_Text for analysis_
BEGIN

What are the big challenges for champagne as an industry in terms of sustainability?

One is adaptating to climate change. If things continue to evolve as fast as they have in the past 30 years, the discussion of the style of champagne will be pointless; the impact on our lives will be much more important. And second, if you think about what makes champagne unique, it is not in our varieties, or the way we prune, or the way we press, or ferment, or blend, or age. That can be done exactly the same way anywhere in the world. The only thing that makes champagne unique is what is here and nowhere else: the soil and the climate.

When you understand that, you start asking what can I do to preserve the local environment? In the past 10 years we have cut by half the use of water. We work a lot on energy. In the vineyards we don’t use insecticides at all. We have a plan to not use herbicides at all within the next three years. Our identity is in our terroir, so we have to respect it, we have to preserve it, we have to even improve it.

END

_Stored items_
BEGIN

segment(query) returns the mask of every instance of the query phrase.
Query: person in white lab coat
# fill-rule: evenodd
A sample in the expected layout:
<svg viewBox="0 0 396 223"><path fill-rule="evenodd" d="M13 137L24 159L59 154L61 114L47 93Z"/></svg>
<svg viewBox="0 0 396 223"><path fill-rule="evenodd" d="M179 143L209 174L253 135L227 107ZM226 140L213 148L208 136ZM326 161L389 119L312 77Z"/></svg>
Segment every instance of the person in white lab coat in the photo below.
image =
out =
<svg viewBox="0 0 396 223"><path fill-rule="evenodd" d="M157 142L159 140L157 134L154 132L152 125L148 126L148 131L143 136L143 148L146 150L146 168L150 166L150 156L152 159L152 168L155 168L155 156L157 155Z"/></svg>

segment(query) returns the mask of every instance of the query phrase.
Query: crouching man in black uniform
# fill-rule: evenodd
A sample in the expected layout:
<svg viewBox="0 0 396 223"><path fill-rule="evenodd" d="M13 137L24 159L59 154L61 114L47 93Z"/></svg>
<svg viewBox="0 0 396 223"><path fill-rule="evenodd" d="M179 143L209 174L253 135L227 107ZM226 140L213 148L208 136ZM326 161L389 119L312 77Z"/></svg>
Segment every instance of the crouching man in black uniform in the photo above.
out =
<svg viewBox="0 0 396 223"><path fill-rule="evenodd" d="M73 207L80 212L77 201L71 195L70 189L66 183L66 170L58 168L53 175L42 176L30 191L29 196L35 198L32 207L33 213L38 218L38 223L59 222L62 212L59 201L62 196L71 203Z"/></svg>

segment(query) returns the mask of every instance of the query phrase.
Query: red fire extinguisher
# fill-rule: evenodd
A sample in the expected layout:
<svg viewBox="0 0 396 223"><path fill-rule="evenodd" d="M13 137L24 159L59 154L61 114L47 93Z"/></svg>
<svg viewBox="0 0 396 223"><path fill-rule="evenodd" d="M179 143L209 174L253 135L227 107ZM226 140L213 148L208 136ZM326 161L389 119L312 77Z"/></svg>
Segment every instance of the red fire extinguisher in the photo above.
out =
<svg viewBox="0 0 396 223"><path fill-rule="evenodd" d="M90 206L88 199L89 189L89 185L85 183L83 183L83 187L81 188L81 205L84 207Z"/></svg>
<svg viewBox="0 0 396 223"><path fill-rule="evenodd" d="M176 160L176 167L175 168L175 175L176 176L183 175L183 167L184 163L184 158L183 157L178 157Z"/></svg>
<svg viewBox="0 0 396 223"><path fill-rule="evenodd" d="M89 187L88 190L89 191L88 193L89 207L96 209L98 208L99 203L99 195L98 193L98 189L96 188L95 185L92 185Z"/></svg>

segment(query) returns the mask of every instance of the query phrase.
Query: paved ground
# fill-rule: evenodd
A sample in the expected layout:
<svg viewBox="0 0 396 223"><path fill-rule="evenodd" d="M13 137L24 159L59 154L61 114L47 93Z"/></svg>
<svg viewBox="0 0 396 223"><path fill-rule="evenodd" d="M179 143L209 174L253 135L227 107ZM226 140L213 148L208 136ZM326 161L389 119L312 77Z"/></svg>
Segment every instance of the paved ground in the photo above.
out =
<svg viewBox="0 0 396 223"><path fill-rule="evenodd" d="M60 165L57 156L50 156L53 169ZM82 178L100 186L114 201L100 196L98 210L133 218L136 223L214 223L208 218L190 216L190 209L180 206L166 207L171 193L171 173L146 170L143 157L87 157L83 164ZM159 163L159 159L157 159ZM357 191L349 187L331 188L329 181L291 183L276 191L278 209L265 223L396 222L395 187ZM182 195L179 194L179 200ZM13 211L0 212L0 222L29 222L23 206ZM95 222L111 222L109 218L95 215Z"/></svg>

END

_Exercises_
**A.** For each statement, decide whether it agrees with the passage on champagne sustainability and answer yes or no, quoting the words that decide it. (i) Water use has been cut by half in the past 10 years. (ii) Insecticides are still used in the vineyards. (iii) What makes champagne unique is its grape varieties.
**B.** According to the passage on champagne sustainability, within what time frame is there a plan to stop using herbicides altogether?
**C.** Retype the stretch of the passage on champagne sustainability from "What are the" through "and the climate.".

_Answers for this exercise_
**A.**
(i) Yes: "In the past 10 years we have cut by half the use of water."
(ii) No: "In the vineyards we don’t use insecticides at all."
(iii) No: "it is not in our varieties"

**B.** Within the next three years.

**C.**
What are the big challenges for champagne as an industry in terms of sustainability?

One is adaptating to climate change. If things continue to evolve as fast as they have in the past 30 years, the discussion of the style of champagne will be pointless; the impact on our lives will be much more important. And second, if you think about what makes champagne unique, it is not in our varieties, or the way we prune, or the way we press, or ferment, or blend, or age. That can be done exactly the same way anywhere in the world. The only thing that makes champagne unique is what is here and nowhere else: the soil and the climate.